* EXERCISE DESCRIPTION:
Render the part of the rows below that opens with the line containing "Where can the small" and closes with the line containing "x=195, y=278" as a Markdown table with the columns No. and Line. Put a running number in No. and the line itself in Line, leaving out blank lines.

* PROVIDED RECORDS:
^^^^^^^^

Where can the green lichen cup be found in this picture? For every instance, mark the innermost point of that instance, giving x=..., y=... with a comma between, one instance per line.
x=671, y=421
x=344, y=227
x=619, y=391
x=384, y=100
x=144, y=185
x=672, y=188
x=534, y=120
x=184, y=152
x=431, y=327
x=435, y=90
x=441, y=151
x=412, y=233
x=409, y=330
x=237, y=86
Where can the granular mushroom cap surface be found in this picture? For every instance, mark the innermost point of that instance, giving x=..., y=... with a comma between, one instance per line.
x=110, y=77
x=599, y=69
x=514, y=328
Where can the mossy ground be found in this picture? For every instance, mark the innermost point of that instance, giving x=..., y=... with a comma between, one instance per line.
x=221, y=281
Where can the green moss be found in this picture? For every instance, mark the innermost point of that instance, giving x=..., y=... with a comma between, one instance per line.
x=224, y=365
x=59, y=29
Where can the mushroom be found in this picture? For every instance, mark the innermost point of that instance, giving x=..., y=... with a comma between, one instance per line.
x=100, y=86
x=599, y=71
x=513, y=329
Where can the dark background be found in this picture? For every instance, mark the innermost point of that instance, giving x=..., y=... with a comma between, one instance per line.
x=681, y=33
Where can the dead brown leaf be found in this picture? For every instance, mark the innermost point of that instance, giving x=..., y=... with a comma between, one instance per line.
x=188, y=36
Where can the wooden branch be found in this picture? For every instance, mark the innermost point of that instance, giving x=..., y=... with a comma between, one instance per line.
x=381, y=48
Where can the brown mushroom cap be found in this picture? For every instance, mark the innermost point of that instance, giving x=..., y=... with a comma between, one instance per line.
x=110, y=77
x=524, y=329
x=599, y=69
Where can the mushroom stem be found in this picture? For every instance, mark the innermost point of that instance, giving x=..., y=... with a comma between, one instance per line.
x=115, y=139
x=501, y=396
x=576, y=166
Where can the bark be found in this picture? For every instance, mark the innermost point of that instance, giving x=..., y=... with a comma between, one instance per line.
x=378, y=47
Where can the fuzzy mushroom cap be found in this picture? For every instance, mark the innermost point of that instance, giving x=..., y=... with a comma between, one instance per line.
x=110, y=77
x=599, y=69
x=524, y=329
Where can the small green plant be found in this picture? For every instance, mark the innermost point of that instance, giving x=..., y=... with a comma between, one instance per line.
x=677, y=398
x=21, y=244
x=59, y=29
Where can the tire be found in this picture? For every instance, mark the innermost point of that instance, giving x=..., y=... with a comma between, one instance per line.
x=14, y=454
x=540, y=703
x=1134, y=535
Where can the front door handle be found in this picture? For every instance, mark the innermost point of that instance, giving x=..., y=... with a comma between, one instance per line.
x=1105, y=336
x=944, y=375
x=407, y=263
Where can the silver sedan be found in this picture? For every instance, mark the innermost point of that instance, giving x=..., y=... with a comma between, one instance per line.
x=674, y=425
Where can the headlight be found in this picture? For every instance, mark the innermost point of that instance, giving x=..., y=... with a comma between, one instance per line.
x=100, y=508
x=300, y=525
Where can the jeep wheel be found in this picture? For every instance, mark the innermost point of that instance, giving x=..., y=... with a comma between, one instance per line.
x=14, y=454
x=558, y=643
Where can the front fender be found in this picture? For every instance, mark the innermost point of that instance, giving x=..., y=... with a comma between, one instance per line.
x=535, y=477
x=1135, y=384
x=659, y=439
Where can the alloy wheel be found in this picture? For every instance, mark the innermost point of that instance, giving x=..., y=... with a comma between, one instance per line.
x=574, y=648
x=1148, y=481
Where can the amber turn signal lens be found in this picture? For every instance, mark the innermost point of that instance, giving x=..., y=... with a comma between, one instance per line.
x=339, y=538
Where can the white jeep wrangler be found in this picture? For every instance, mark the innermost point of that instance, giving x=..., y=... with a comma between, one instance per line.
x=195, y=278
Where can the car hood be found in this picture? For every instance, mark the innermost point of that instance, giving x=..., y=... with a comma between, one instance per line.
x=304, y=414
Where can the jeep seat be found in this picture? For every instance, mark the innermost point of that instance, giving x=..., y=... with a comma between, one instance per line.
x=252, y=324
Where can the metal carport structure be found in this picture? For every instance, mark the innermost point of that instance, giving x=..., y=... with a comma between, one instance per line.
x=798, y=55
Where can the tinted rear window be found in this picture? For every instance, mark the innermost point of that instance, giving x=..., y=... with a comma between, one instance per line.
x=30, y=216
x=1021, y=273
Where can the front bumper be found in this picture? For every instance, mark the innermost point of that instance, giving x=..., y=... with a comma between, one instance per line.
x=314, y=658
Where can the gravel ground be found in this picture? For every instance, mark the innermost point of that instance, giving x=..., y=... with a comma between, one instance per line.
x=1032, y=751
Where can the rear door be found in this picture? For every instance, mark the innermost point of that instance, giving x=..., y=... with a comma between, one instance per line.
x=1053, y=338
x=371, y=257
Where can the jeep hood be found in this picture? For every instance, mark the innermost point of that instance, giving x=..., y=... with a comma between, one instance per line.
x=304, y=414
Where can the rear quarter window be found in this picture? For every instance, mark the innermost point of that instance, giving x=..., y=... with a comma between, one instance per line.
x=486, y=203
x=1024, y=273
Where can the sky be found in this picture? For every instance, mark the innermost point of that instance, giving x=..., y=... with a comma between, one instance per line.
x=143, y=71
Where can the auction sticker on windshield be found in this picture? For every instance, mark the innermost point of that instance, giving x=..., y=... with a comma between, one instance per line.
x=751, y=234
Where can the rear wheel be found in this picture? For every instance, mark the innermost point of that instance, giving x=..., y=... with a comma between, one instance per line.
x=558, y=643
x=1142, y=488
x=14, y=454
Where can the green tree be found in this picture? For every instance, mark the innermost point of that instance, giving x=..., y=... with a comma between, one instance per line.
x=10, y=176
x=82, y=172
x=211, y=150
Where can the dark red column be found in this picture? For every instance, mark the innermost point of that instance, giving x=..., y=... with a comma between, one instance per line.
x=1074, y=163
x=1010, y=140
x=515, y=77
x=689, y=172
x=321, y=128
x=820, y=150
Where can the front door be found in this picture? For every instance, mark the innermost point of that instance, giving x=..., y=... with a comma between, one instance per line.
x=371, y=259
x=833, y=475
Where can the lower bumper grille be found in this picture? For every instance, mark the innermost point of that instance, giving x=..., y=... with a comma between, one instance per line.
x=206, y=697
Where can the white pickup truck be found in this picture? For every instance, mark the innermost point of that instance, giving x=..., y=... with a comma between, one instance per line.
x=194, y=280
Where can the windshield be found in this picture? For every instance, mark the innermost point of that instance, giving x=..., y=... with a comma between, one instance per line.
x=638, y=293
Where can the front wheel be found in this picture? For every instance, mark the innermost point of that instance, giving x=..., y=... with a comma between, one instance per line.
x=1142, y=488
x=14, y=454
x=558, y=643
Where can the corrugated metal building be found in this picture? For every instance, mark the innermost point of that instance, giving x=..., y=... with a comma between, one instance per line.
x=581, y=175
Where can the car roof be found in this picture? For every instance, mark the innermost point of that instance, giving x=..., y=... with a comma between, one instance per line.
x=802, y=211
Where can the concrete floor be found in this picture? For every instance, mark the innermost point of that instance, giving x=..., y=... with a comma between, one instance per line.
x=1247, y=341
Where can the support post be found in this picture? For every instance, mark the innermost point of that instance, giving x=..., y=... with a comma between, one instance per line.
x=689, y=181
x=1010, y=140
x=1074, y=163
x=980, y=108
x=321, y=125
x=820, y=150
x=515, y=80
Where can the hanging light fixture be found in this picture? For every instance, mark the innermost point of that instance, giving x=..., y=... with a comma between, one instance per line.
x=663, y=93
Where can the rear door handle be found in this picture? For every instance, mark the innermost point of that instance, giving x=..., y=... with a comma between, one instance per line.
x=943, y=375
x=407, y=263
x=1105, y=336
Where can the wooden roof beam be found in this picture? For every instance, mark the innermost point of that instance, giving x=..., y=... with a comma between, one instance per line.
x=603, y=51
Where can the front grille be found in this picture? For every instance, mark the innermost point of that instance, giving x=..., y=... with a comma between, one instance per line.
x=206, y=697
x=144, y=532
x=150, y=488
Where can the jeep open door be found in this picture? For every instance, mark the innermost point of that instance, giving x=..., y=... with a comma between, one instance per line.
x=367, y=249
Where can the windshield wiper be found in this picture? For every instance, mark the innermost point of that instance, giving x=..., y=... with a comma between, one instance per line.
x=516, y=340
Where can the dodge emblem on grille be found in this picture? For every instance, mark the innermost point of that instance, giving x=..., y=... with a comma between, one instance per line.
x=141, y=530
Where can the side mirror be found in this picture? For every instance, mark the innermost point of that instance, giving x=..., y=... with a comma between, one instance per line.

^^^^^^^^

* REPLY TO THE EXERCISE:
| No. | Line |
|---|---|
| 1 | Where can the small green plant be found in this picture? For every instance, mark the innermost point of that instance, giving x=..., y=... with a comma between, one instance per line. |
| 2 | x=677, y=398 |
| 3 | x=21, y=244 |
| 4 | x=59, y=29 |
| 5 | Where can the tire be found in this picture? For every instance, mark the innermost point of that instance, giving x=..., y=... with a comma between, one instance per line. |
| 6 | x=14, y=454 |
| 7 | x=540, y=703 |
| 8 | x=1134, y=535 |
| 9 | Where can the front door handle be found in this picture? For every instance, mark the innermost point of that instance, giving x=..., y=... with a comma between, one instance per line. |
| 10 | x=1105, y=336 |
| 11 | x=944, y=375 |
| 12 | x=407, y=263 |
| 13 | Where can the silver sedan be found in this picture? For every instance, mark the innermost point of that instance, giving x=..., y=... with a comma between, one instance per line. |
| 14 | x=674, y=425 |
| 15 | Where can the headlight be found in this picture? For every instance, mark the innermost point of that instance, giving x=..., y=... with a comma between, one instance per line. |
| 16 | x=100, y=508 |
| 17 | x=300, y=525 |
| 18 | Where can the jeep wheel be found in this picture? For every instance, mark the innermost point of that instance, giving x=..., y=... with a comma between, one instance per line. |
| 19 | x=14, y=454 |
| 20 | x=558, y=643 |
| 21 | Where can the front fender be found in this picture? For every instance, mark the innermost point of that instance, giving x=..., y=... with a comma between, one instance per line. |
| 22 | x=535, y=477 |
| 23 | x=1135, y=384 |
| 24 | x=659, y=439 |
| 25 | Where can the alloy wheel be found in this picture? For every instance, mark the innermost point of that instance, giving x=..., y=... with a comma between, one instance per line. |
| 26 | x=574, y=648 |
| 27 | x=1148, y=481 |
| 28 | Where can the amber turn signal lens be found in this picture? For every instance, mark the innermost point of that instance, giving x=..., y=... with a comma between, one instance per line. |
| 29 | x=339, y=538 |
| 30 | Where can the white jeep wrangler be found in this picture? For every instance, mark the innermost point of that instance, giving x=..., y=... with a comma between, one instance per line. |
| 31 | x=195, y=278 |